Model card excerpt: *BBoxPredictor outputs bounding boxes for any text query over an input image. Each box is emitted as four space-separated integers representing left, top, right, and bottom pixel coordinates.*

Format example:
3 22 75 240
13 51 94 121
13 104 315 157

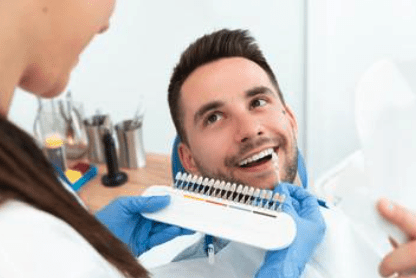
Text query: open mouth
238 148 277 168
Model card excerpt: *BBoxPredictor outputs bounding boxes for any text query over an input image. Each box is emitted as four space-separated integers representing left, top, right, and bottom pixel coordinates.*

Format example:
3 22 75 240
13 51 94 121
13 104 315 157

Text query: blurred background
9 0 416 186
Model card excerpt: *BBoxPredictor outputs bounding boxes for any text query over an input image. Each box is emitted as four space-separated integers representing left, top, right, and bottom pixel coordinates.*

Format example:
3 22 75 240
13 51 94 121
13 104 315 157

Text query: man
143 30 325 277
146 30 375 278
169 30 298 188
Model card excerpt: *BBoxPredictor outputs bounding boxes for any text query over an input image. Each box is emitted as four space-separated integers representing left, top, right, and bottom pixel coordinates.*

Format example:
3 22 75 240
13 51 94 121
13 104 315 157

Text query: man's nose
235 115 264 143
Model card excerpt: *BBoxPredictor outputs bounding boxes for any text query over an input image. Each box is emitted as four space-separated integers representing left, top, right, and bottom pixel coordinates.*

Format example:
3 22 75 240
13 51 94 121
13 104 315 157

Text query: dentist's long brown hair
0 116 149 277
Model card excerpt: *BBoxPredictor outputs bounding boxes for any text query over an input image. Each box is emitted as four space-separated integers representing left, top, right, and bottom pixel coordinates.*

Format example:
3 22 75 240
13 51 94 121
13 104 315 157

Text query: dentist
0 0 189 278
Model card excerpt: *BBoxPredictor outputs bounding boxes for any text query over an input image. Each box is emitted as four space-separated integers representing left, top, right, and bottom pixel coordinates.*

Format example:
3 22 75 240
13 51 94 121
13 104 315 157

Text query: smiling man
158 29 325 278
169 30 298 189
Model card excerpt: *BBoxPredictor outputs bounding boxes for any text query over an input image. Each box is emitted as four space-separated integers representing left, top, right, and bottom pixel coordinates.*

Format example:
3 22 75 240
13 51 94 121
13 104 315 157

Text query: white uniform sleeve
0 201 122 278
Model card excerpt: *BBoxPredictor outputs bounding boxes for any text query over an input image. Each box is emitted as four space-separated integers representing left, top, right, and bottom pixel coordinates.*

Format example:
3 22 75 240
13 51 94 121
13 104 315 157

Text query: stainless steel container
84 115 113 163
115 120 146 168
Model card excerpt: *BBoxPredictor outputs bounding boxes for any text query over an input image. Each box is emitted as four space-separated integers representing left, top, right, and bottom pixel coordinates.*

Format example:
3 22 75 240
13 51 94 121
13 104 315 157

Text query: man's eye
251 99 267 108
205 113 222 125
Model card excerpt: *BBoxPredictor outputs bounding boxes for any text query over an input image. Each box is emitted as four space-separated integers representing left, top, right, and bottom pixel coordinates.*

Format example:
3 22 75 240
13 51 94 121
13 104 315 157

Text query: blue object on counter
52 164 98 192
69 165 98 192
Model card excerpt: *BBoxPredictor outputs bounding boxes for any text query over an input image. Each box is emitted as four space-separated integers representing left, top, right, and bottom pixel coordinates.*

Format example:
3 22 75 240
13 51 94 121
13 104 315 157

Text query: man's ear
178 142 198 174
285 105 298 138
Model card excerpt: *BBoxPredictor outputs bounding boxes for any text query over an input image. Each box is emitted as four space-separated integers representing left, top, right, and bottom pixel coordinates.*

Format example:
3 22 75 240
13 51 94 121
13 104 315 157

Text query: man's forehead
181 57 277 108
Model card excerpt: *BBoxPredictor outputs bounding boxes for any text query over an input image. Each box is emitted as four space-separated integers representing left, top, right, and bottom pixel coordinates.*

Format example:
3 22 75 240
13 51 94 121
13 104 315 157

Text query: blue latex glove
95 196 194 256
256 183 326 278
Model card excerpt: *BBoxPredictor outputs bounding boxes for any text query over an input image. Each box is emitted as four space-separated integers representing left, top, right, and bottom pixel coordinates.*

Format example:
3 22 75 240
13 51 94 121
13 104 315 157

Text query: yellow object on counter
65 169 82 183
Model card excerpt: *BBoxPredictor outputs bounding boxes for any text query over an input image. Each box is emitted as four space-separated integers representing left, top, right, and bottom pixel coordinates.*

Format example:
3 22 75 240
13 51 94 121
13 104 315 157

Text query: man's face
179 57 297 188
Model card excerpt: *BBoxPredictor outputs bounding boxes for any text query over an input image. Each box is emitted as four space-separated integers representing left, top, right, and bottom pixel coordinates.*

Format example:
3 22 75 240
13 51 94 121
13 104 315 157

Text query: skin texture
0 0 115 116
377 199 416 277
179 57 297 188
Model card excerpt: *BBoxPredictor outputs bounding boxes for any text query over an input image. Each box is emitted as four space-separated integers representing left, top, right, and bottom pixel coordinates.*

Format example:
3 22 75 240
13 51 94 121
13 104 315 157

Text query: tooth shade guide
143 174 296 250
175 173 278 213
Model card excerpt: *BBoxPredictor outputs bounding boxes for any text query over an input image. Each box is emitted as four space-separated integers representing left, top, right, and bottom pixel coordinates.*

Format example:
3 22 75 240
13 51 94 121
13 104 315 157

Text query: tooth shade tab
239 148 274 166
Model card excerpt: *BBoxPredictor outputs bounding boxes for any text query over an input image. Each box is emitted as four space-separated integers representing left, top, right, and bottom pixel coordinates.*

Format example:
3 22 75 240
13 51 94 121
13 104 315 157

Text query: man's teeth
240 148 274 166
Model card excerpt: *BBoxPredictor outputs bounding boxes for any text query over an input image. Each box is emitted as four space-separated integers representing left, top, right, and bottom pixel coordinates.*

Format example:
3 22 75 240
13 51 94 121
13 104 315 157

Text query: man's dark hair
168 29 285 145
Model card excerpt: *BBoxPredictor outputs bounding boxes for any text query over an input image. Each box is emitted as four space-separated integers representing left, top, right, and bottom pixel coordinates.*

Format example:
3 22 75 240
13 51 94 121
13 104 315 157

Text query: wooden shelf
78 153 172 213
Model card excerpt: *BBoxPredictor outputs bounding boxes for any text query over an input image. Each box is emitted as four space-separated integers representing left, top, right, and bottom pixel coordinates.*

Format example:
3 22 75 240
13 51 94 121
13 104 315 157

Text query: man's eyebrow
194 100 224 125
245 86 277 97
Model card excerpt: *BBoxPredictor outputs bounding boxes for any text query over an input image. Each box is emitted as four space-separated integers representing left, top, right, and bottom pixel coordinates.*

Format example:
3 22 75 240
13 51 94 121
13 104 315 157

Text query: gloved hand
95 196 194 256
256 183 326 278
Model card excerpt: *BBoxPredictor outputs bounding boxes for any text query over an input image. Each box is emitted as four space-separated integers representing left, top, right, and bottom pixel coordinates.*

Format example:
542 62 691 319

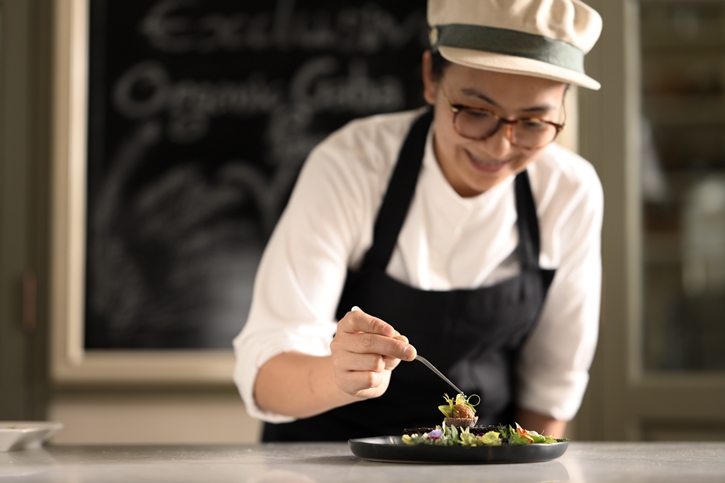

WHAT NEEDS TO BE DONE: Reproduce the entire listing above line for line, omitting the pictures.

THE COMPLETED TASK:
Model card excerpt: *BBoxPredictor outputs bounding boxes for any text query over an input image. Each box is emitted as four space-separated integers representing left, top, right, and bottom pixel coordinates.*

Format example:
3 22 75 240
13 51 94 121
13 104 315 157

Text query: open mouth
238 148 277 168
Model card excerpt: *BBoxPredictor outputs bounding boxes for any text query over an input image. Each box is emitted as four space-separated integers representing left, top, right, and bottom pixel coordinates.*

Format example:
3 22 75 240
13 51 94 121
13 104 315 157

Text query: blurred background
9 0 416 186
Model card excerpt: *BBoxPredictor outputs bounding boxes for any text query over an input image. Each box is emitted as four space-separated integers representing left, top, right, and bottom pixel coordinates.*

Format example:
3 22 75 240
13 51 94 121
13 104 315 157

Text query: man
143 30 325 277
146 30 375 278
169 30 298 188
Model card excerpt: *BBoxPredictor outputs bounding boxes for any text query over an input image. Each box is emitted as four space-separated integers representing left, top, right, and bottom pixel coordinates.*

Format example:
3 22 75 240
13 51 94 121
13 104 315 157

Text query: man's nose
235 115 264 143
Model card excerpt: *BBoxPredictor outputs bounding boxes for any text query over an input image. Each box is emitted as four space-separated integers representing left, top, right, and bottom pixel coordinates.*

Format example:
3 22 75 240
13 51 94 121
13 104 315 157

Text query: dentist's long brown hair
0 116 149 277
Model card excerpt: *BBoxPredictor outputs bounding boxes for any text query over an input image. Each box is emitted as four space-separated integers representing left, top, right, and bottom pixel coordinates.*

Format example:
3 22 75 240
13 51 94 121
13 104 315 157

Text query: dentist
0 0 189 278
Model card excerpt: *BBoxPredictor outputs bounding boxes for any text query over an input image. Each box is emitted as four space-separated integers representing left, top, right, and bottom pixel coordinates.*

Format example:
3 22 75 240
13 51 94 121
13 104 315 157

Text query: smiling man
158 29 325 278
169 30 298 189
Model card excerpt: *BBoxPredictor outputs bounding boxes for any text query over an input image. Each box is emitted as four space-separated integers representing left, top, right, and bottom pixel coordinates.*

Format example:
3 22 75 240
13 51 94 121
13 104 315 157

Text query: white uniform sleeve
0 201 122 278
Model card excerpt: *BBoxPredictor outputs bounding boxes for any text query over an input image. Each box is emitted as four space-separated integers representing left, top, right, and bottom pixel coordinates.*

Format example:
3 22 75 240
13 51 94 121
13 104 315 157

Text query: stainless steel container
84 115 113 163
115 120 146 168
Model card excerpt: *BBoxPredictor outputs bounding boxes for any text query over an input image. Each box is emitted as four space-separated integers representing left, top, right, and bottom pixel coordinates.*

Format example:
3 22 75 240
13 51 94 121
13 104 315 157

Text query: man's eye
251 99 267 108
205 113 222 125
Model card excerpt: *BBoxPredictor outputs bounding boxes for any text query over an input image. Each box is emitted as four space-separated integers representing left, top, right, and bottom pixel coordinates.*

Format example:
3 22 75 240
13 51 94 121
13 104 315 157

Text query: blue object on counter
52 164 98 192
69 165 98 192
Model card excerpt: *BBoxPredictor outputs bounding boxes for any text query over an input image. Each box is emitted as four space-separated integers representing left, top, right, and bottom pixel coordinates.*

Format example:
3 22 75 240
13 51 94 121
13 104 315 157

Text query: man's ear
178 142 198 174
285 105 298 138
Model card excerpt: *BBoxPredictor outputs bounding boxes for any text query over an input image. Each box is emitted as four space-separated integers representing left, top, right, and bottom pixel coordinates.*

Format example:
3 22 75 240
13 51 94 121
13 104 315 157

Text query: man's forehead
181 57 277 108
Model card excerpt: *BBoxPredictor outputs bounding boxes for any text query over an input image. Each box is emitted as four space-separated integers representing left, top, right, and bottom pixel coordinates.*

Format example:
3 22 75 240
13 51 94 121
13 104 315 157

Text query: blue latex glove
95 196 194 256
256 183 326 278
Model card excerpt: *BBoxPredictor outputs bounding boxes for any text query over an input image. Each box is emitted as four space-separated integers representing left, top, right, and bottom pixel coordinates.*

Format example:
3 22 75 240
13 51 94 121
13 104 315 157

Text query: yellow object on counter
65 169 82 183
Model card excerpt: *BBoxPredictor outputs bounding boxes for any text query over an input image. Each box is emitted as four space-separated integers representing left, top, right, and bottom pixel coordinates.*

Format example:
3 22 75 240
13 51 94 121
13 104 315 157

Text query: man's face
179 57 297 188
Model card excerpt: *BBoxPredictor outputs bounding boxes for any text query over an input image. Each box is emitted as four space-separated integers representing left, top, right, and bottom pixel coordinates.*

Format example:
3 22 75 240
13 51 94 121
13 104 315 157

Text query: skin texture
0 0 115 116
377 199 416 277
179 57 297 188
Model card excerpt: *BBoxPredictor outputs bounding boxes for any text query over an input image. Each box is emitted as four space-separated integers representing left, top, right, and bottom pixel coordinates.*

Format example:
3 22 75 240
13 51 94 121
13 104 315 157

Text query: tooth shade guide
143 174 296 250
175 173 278 213
Model card excerpt: *BBoxPredictor outputs bounding boxes for any text query over an input image. Each box is emitted as four space-separated integers representing left, top, right, and bottom pixel coordinates.*

Format example:
3 22 75 240
13 51 94 121
13 104 315 157

Text query: tooth shade tab
239 148 274 166
Model card excerpt: *BBoxPredictor outputs bounding boxes for any text query over an input image. Each box is emitted as four space-separated integers representing left, top, right, and bottom pixel coordinates.*

Format example:
3 22 75 240
13 51 94 121
13 104 315 157

Text query: man's teeth
240 148 274 166
Model card excerpt: *BBoxPredictor outputs bounding boxes for any text query over an input image. Each box is emitted as four space-separated integers representing left, top, right, and bottom pixel coordinates.*

Format example:
3 22 75 240
13 51 94 121
13 104 315 157

Text query: man's dark hair
168 29 285 145
Model card excerpt: *BBoxPredictor outputs bounding boxes for any text query over an input image. Each box is emitted as four space-separated integers representing left, top, right, and bottom pixel coordinates.*

Format example:
3 22 75 240
13 51 94 121
13 104 315 157

Text query: wooden shelf
78 153 172 213
Model card excerpt: *BBoxPredictor outputs bounding boxes for any text query over an input image. Each box is emitted as four space-separated integers representing left, top, right, and bottom pixel coordinates.*

Format example:
3 22 75 240
13 51 94 121
13 104 315 157

Text query: man's eyebrow
194 100 224 125
245 86 277 97
Model card excerpt: *BBoxPredictor outputs bounding boxes for any text query over an input image. Each box is emitted as four space-separated integers representing left, top, right, and bottom pixel coordinates.*

Format example:
3 22 75 240
13 51 94 121
13 104 315 157

Text query: gloved hand
95 196 194 256
256 183 326 278
Model card excerpt: *BBoxPredictor outputs bounding boxes for any text query over an input image. Each box is emitted as four space-separated integers representing left, top, right, and bottom pixel coordinates.*

Format example:
542 62 691 319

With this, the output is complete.